▸ **What is being asked**
Find each line in the records below that contains the string "grass" and copy it out. Case counts.

(Object detection data)

══════════

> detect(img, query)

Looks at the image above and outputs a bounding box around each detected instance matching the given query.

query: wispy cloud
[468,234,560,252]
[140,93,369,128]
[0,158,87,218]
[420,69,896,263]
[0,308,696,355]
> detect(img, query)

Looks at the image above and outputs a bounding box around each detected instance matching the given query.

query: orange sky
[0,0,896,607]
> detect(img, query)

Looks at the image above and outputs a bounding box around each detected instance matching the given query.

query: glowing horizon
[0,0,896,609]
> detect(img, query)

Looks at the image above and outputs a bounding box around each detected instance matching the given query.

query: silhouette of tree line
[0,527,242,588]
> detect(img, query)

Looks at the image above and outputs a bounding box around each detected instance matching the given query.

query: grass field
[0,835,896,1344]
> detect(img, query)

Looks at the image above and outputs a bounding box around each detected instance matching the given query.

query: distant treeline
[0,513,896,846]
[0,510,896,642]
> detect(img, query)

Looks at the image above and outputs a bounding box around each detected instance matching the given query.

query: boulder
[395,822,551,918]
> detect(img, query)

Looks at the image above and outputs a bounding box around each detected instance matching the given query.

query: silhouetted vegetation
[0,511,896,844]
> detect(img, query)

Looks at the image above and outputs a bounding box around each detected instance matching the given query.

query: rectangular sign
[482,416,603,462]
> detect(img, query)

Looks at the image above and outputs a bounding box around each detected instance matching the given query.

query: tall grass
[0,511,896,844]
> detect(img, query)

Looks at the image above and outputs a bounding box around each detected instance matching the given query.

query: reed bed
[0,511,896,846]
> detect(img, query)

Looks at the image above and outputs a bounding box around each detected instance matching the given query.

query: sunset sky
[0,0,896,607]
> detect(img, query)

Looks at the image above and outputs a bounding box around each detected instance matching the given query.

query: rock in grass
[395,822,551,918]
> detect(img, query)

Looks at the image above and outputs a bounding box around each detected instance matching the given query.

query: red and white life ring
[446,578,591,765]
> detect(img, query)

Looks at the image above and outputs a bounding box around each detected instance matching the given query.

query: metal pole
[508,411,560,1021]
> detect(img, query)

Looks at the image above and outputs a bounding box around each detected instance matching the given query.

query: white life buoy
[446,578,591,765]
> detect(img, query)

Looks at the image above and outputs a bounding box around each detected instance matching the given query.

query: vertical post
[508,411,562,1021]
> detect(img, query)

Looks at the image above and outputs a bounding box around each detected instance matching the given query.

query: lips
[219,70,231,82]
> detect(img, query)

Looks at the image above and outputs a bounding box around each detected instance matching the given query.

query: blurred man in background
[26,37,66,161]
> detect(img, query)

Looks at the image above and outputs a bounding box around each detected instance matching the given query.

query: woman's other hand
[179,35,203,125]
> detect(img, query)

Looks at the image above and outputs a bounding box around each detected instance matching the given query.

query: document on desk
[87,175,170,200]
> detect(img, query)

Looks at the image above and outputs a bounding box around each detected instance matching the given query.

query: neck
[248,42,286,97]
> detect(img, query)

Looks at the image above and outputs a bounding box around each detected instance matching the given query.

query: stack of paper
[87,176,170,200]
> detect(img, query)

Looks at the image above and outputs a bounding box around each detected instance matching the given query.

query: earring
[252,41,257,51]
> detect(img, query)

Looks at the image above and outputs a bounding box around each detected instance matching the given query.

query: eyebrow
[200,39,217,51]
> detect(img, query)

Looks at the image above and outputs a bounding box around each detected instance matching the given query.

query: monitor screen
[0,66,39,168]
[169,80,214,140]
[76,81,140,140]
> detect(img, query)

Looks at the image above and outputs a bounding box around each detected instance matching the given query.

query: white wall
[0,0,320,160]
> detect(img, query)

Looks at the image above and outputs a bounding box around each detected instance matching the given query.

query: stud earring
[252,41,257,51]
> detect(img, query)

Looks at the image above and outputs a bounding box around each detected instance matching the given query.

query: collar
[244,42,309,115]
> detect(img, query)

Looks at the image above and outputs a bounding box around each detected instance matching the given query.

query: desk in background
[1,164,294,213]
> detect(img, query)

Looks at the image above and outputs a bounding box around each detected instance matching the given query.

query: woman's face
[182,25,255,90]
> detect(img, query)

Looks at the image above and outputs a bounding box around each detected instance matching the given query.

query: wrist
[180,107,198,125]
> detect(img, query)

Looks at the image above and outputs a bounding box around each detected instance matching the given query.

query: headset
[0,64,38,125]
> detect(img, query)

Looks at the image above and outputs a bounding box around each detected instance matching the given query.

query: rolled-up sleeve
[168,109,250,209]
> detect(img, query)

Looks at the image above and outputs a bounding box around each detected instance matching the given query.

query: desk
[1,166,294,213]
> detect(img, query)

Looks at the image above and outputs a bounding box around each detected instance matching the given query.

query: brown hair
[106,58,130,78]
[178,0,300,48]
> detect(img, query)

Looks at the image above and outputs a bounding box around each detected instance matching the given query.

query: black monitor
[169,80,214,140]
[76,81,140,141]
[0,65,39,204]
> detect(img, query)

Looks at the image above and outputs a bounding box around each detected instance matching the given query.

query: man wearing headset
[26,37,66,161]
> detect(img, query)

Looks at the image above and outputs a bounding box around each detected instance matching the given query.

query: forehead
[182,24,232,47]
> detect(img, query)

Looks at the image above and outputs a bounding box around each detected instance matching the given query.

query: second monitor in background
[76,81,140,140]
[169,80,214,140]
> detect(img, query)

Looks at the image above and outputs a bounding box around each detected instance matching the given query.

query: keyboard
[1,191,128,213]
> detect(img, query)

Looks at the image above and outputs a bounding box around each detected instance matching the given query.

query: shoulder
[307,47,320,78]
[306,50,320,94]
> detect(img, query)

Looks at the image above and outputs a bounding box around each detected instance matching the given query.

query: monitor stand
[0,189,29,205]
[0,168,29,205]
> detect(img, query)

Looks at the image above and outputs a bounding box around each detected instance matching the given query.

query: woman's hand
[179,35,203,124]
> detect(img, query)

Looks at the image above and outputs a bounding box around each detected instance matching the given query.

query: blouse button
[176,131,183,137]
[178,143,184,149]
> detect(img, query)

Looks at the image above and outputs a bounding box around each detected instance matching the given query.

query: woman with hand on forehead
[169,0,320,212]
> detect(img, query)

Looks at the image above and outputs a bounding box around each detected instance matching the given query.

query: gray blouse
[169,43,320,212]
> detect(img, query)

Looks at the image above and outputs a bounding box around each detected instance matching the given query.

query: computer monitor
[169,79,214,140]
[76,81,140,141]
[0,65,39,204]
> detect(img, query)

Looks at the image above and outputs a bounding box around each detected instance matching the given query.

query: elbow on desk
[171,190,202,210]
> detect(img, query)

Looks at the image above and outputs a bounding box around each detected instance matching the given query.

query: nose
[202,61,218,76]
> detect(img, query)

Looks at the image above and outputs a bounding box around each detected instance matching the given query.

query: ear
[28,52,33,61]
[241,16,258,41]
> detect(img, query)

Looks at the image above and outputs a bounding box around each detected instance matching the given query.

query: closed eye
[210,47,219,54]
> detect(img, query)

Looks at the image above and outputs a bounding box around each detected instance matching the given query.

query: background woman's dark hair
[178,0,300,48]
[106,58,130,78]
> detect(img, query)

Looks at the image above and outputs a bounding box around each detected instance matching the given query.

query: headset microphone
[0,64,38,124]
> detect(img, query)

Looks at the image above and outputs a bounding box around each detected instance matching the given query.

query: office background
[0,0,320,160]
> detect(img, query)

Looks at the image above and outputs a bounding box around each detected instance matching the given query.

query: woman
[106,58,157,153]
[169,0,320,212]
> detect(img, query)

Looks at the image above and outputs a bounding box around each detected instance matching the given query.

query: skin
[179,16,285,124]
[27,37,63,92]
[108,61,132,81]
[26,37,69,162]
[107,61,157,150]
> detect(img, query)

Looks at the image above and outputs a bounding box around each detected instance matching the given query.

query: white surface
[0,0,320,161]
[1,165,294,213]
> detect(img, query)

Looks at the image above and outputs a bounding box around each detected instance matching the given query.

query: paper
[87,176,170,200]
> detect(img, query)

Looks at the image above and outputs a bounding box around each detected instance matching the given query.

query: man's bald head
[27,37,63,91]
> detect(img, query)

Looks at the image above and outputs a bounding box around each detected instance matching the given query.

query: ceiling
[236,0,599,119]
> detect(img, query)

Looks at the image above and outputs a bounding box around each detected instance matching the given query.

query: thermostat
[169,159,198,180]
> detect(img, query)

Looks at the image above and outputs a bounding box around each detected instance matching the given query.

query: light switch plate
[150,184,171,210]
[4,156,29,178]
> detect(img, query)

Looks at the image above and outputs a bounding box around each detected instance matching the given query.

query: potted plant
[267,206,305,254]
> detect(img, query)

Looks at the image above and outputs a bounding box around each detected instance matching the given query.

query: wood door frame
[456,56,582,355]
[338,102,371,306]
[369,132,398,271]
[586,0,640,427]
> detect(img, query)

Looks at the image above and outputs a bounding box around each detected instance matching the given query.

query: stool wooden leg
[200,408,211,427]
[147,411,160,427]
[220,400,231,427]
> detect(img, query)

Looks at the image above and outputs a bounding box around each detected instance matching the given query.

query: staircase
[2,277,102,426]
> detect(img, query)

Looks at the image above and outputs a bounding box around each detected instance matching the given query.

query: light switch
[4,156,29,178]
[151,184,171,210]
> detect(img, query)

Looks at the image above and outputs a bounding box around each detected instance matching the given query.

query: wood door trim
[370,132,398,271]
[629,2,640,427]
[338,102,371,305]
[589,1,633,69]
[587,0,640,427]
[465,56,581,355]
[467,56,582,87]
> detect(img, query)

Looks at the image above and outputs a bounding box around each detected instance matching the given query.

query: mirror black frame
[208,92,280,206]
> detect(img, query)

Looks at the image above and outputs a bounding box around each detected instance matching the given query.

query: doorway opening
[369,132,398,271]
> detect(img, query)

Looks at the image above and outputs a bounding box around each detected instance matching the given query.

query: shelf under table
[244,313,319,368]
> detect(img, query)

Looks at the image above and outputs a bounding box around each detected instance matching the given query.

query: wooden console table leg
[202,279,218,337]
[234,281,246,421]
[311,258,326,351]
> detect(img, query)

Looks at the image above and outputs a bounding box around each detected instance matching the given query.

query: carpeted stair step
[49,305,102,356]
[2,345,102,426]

══════════

▸ **Exercise response**
query: grass field
query: tall grass
query: rock in grass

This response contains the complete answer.